** TASK DIRECTIONS **
Reproduce the rows below, starting with the line that contains "Task: point out the rear side" and going on through the line that contains "point(567, 259)", with "instance" replaced by "occurrence" and everything else left as it is. Leave the pictures out.

## START

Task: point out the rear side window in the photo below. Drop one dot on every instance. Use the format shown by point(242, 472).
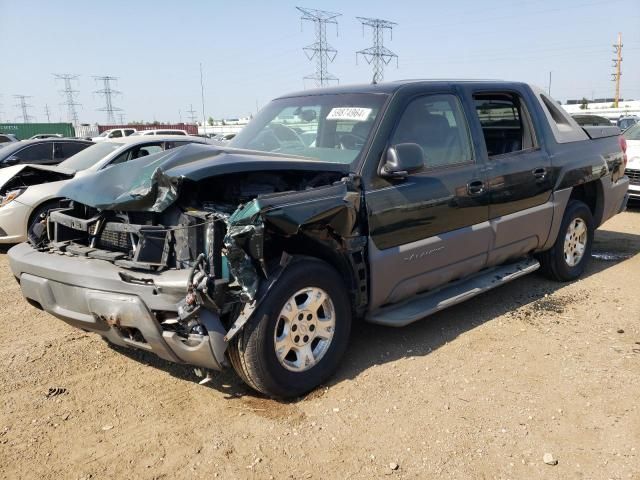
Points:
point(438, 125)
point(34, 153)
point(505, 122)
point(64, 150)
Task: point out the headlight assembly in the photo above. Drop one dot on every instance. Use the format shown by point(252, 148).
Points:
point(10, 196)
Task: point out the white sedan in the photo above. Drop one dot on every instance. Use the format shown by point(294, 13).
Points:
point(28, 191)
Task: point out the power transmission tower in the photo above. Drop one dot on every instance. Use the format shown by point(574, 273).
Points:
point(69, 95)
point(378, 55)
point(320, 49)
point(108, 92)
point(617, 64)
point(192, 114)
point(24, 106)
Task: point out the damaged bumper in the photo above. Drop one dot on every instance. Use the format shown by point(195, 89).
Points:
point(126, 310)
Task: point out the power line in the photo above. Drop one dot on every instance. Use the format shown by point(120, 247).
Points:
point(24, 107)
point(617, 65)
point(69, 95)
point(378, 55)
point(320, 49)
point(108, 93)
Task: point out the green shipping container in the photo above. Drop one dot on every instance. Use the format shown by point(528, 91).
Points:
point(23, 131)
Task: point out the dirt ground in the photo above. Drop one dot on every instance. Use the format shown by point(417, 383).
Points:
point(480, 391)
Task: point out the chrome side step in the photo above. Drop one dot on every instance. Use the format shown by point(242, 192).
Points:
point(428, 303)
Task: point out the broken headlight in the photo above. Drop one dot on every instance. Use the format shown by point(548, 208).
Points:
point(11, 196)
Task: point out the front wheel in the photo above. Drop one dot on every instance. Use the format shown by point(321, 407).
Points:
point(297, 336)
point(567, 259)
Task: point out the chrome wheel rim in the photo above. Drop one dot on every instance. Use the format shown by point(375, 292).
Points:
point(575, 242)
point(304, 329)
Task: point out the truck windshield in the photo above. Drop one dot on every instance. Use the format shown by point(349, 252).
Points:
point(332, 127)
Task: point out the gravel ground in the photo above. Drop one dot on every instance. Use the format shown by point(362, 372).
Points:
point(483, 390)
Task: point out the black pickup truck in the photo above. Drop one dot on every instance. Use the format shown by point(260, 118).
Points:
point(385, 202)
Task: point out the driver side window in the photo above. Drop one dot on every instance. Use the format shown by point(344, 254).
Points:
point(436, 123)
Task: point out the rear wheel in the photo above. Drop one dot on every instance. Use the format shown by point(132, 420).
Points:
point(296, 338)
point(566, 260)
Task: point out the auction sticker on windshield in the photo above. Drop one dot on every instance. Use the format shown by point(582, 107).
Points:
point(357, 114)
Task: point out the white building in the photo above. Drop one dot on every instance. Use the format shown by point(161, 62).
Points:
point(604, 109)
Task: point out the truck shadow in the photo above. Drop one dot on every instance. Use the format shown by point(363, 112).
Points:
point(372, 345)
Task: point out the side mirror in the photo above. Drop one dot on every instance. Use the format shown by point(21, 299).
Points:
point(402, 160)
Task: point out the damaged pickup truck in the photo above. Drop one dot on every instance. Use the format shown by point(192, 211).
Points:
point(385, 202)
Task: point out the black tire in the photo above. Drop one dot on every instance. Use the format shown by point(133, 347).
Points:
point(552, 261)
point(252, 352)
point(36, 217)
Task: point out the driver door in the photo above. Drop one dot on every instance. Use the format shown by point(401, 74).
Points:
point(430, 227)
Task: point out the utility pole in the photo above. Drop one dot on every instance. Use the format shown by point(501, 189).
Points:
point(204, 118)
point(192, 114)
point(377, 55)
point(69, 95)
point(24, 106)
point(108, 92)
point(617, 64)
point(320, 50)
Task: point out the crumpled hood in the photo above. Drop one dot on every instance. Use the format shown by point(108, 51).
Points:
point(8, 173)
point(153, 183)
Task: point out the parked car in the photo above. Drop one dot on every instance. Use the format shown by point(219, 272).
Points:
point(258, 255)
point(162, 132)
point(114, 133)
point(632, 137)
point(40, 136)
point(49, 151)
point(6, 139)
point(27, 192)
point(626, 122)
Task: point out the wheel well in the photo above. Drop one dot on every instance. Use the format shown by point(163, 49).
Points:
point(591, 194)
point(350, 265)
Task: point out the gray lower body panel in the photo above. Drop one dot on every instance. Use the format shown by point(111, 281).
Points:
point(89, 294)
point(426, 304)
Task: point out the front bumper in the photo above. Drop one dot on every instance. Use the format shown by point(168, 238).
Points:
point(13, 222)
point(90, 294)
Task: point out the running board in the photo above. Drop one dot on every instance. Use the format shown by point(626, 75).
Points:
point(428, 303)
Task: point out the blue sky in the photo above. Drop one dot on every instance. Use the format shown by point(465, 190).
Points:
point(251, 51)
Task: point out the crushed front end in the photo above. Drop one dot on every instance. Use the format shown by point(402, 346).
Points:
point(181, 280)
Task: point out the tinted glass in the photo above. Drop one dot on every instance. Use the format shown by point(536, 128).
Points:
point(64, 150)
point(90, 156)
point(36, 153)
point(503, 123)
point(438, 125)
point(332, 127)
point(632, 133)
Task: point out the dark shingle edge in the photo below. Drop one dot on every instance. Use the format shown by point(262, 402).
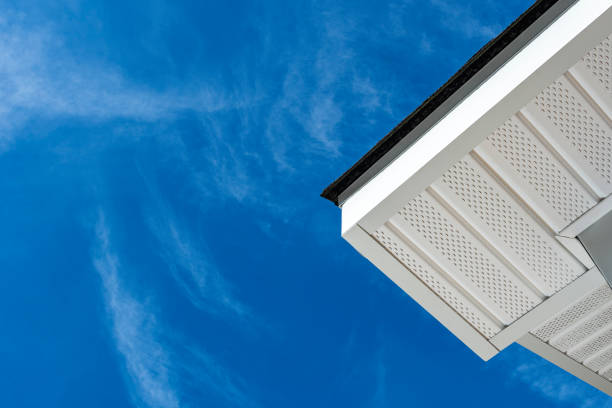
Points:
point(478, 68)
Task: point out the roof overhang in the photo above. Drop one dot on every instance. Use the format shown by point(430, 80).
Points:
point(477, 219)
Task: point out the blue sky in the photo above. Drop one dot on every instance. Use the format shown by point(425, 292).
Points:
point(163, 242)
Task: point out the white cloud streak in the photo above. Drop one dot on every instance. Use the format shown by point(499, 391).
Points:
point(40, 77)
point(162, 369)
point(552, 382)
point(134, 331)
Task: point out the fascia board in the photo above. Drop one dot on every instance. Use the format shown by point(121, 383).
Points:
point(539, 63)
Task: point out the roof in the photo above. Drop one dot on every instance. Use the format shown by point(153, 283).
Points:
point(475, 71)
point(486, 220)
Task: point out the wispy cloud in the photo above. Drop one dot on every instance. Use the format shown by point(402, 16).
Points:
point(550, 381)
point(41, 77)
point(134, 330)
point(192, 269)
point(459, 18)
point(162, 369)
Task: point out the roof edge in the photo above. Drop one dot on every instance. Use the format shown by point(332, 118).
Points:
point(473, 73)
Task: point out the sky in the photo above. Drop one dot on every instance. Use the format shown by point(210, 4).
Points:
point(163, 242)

## END
## START

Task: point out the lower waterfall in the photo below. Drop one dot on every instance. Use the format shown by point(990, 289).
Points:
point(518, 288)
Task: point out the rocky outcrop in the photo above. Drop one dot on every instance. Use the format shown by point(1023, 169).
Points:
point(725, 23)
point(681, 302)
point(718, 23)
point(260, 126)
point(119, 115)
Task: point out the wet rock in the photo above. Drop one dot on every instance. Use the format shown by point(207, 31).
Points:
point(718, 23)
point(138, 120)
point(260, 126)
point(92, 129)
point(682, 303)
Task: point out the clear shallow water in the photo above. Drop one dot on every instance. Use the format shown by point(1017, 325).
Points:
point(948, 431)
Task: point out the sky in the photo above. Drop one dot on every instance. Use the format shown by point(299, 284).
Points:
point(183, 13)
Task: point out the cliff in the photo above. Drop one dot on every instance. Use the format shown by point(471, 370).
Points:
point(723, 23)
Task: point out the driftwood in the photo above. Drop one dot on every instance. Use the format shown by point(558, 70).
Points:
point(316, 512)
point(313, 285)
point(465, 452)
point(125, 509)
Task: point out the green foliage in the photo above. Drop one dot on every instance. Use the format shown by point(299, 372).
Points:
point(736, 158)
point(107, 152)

## END

** REPLY TO THE EXERCISE **
Task: point out the rear side window in the photo below. Drop one dot on every occurrence. Use the format shown by point(242, 472).
Points:
point(438, 125)
point(34, 153)
point(505, 122)
point(64, 150)
Task: point out the headlight assembly in the photo above. Drop one dot on every occurrence. Use the format shown by point(252, 148).
Points:
point(10, 196)
Task: point out the white sedan in the photo above. Drop one dot on every occurrence. Use the format shown by point(294, 13).
Points:
point(28, 191)
Task: point out the power transmission tower in the photo above. Drop one dot on every occurrence. Use the format shown by point(574, 273).
Points:
point(69, 95)
point(378, 55)
point(320, 49)
point(108, 92)
point(617, 64)
point(192, 114)
point(24, 106)
Task: point out the damaged bumper in the photo above. Drop one dot on every occurrence. Use the format shown by point(195, 89).
Points:
point(126, 310)
Task: point out the power line in the photo above. Drop one dot on every occurrence. Use the format shown by point(120, 247).
Points:
point(24, 107)
point(617, 65)
point(69, 95)
point(378, 55)
point(320, 49)
point(108, 93)
Task: point out the green shipping container in the photo above. Drop one dot on every occurrence. Use the format shown by point(528, 91).
Points:
point(23, 131)
Task: point out the dirt ground in the photo above. Drop one dot on every occurrence. Use the format shown by point(417, 383).
Points:
point(480, 391)
Task: point out the chrome side step in the photo above. Drop one dot on every occurrence. Use the format shown by point(242, 192).
Points:
point(428, 303)
Task: point out the broken headlight in the photo above. Drop one dot on every occurrence. Use the format shown by point(548, 208).
Points:
point(11, 196)
Task: point out the front wheel in the photo above. Drop one dot on every occurrence. Use the format shown by point(321, 407).
Points:
point(297, 336)
point(567, 259)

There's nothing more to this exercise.